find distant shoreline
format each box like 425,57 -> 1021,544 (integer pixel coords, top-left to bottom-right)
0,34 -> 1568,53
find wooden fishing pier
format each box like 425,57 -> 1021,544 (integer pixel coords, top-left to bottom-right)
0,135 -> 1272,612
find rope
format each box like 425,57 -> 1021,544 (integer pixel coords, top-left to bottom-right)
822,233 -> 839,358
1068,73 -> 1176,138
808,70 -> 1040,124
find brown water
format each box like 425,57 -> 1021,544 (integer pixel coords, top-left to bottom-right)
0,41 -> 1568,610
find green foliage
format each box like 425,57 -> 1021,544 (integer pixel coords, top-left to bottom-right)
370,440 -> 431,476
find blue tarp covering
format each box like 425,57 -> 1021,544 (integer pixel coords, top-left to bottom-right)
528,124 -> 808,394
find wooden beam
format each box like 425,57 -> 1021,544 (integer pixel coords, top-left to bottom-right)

— EXERCISE —
Please scale the listing above by reproducing every line, requests included, with each box coordinate in the answers multiplied by 1.7 and rounded to a whole number, halves rounding up. Leave the numbers in the requests and their format samples unchanged.

— PROBLEM SOLUTION —
find distant shoreline
format each box like 425,57 -> 1021,544 (integer pixel coords, top-left to bottom-right)
0,58 -> 2666,90
find wooden fishing pier
format each box like 425,57 -> 1021,544 (integer pixel coords, top-left to bottom-right)
0,230 -> 2162,1040
find rope
format each box like 425,57 -> 1021,544 (integer pixel coords, top-left to bottom-right)
1397,396 -> 1426,609
1816,124 -> 1999,235
1374,119 -> 1768,211
find brown water
format each box like 425,57 -> 1021,544 (integer pixel coords, top-left to bottom-right)
0,70 -> 2666,1037
find green foliage
format each box like 425,57 -> 1021,544 (integer pixel coords, top-left to bottom-right)
629,748 -> 733,809
find blue tarp covering
format each box like 425,57 -> 1021,544 (integer pixel coords, top-left to bottom-right)
898,211 -> 1374,670
find wooden beam
format each box like 425,57 -> 1021,544 (integer pixel coords, top-left to bottom-right)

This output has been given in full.